[Start of DOCUMENT]
INDI: Incremental Nonlinear Dynamic Inversion

[esaldiran]

This is an implementation of the Incremental Nonlinear Dynamic Inversion(INDI) controller I developed for my Master's degree.

Disclaimer: This PR is not intended to replace the current control architecture in any way. The technique used is relatively new and did not go through the rigorous testing and corner case analysis the current controller has. Its purpose is to provide an example for other researchers or enthusiastic to use and get inspired by and also to work out a more systematic and easy way to implement and test custom control algorithms.

What is this?

The INDI controller reduces the nonlinear dynamics of vehicles to the linear one by incorporating actuator feedback information through feedback linearization. tau_ref: the vector to be sent to the mixer after some scaling to match with ArduCopter mixer. tau_0: the torque vector calculated from the current motor rpm. alpha_0: the filtered angular acceleration v: the angular rates controller output. I_v: vehicle moment of inertia matrix

Basically, the INDI controller calculates the torque vehicle should have, which is mixer input(tau_ref), by comparing commanded angular acceleration(v) with the current angular acceleration(alpha_0) and adding their difference to the torque(tau_0) produced by the motors.
[End of DOCUMENT]
REQUIREMENT:
Retype everything in the INDI controller text above from "This is an implementation" down to "What is this?", keeping every word and mark unchanged.
[Start of SUPPLIED DATA]
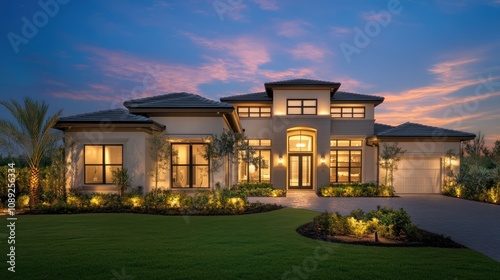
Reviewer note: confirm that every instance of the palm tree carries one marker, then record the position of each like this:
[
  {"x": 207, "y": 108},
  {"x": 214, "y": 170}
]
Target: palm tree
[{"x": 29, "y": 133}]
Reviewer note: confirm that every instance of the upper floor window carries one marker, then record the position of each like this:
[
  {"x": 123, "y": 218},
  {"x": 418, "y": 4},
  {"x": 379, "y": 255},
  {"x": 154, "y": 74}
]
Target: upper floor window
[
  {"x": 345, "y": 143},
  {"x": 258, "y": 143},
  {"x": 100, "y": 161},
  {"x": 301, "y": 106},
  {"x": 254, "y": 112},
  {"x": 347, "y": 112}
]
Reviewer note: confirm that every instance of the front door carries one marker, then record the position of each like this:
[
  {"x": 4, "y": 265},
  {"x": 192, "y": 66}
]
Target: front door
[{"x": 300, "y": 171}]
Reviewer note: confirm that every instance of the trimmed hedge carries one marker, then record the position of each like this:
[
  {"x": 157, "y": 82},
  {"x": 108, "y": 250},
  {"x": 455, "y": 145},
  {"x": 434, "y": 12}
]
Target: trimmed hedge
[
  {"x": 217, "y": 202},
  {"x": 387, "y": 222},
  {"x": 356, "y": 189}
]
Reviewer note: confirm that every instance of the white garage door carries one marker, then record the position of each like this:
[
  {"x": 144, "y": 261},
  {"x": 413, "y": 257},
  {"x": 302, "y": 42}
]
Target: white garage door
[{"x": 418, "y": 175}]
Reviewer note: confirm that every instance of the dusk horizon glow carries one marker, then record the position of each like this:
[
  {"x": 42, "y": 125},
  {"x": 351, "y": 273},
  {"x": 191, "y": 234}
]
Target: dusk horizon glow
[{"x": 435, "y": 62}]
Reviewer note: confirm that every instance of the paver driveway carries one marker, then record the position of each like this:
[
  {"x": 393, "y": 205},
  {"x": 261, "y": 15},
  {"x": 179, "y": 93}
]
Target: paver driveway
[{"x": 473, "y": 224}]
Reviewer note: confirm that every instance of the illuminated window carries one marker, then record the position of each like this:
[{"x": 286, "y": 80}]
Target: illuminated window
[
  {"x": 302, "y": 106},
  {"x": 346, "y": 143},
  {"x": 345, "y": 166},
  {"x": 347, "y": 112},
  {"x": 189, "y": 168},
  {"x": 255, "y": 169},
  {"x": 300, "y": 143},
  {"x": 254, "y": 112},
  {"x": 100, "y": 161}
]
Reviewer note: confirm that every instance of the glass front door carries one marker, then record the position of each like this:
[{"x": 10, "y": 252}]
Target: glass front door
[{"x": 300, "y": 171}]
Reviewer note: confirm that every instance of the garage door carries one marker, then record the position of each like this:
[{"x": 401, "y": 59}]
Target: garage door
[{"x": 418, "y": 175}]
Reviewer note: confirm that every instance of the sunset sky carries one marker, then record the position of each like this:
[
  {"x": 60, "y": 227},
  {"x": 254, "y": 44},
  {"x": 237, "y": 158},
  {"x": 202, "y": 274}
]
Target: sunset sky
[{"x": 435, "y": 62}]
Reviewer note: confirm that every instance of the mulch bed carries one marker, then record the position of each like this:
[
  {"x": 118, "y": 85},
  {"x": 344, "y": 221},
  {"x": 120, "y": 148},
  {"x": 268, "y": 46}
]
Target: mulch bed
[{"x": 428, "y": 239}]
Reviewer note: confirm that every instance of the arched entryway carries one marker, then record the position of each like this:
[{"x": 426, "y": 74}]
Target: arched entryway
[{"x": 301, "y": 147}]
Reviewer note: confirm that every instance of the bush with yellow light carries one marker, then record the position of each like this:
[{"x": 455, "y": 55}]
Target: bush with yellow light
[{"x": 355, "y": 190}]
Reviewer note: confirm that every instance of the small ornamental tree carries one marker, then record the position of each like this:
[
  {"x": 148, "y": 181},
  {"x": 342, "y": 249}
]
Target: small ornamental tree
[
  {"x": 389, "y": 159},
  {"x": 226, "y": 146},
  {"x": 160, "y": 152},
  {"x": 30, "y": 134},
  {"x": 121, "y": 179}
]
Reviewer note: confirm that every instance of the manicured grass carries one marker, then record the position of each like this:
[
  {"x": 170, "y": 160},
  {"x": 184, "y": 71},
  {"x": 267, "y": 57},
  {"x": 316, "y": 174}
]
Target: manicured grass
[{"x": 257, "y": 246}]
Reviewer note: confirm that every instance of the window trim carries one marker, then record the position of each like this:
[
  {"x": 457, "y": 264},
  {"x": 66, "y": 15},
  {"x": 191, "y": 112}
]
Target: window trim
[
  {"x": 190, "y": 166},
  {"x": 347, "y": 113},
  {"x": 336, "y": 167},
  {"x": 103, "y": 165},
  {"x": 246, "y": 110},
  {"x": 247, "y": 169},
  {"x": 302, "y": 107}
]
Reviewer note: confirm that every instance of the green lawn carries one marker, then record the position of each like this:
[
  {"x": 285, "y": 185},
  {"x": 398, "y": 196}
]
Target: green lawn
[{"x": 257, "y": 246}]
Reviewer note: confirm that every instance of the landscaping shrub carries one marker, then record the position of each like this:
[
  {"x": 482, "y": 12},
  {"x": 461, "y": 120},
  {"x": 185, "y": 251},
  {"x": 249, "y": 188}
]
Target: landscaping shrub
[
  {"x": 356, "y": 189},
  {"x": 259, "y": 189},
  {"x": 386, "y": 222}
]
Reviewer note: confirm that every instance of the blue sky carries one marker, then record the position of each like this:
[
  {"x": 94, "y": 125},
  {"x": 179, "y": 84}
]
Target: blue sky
[End of SUPPLIED DATA]
CORRECT ANSWER:
This is an implementation of the Incremental Nonlinear Dynamic Inversion(INDI) controller I developed for my Master's degree.

Disclaimer: This PR is not intended to replace the current control architecture in any way. The technique used is relatively new and did not go through the rigorous testing and corner case analysis the current controller has. Its purpose is to provide an example for other researchers or enthusiastic to use and get inspired by and also to work out a more systematic and easy way to implement and test custom control algorithms.

What is this?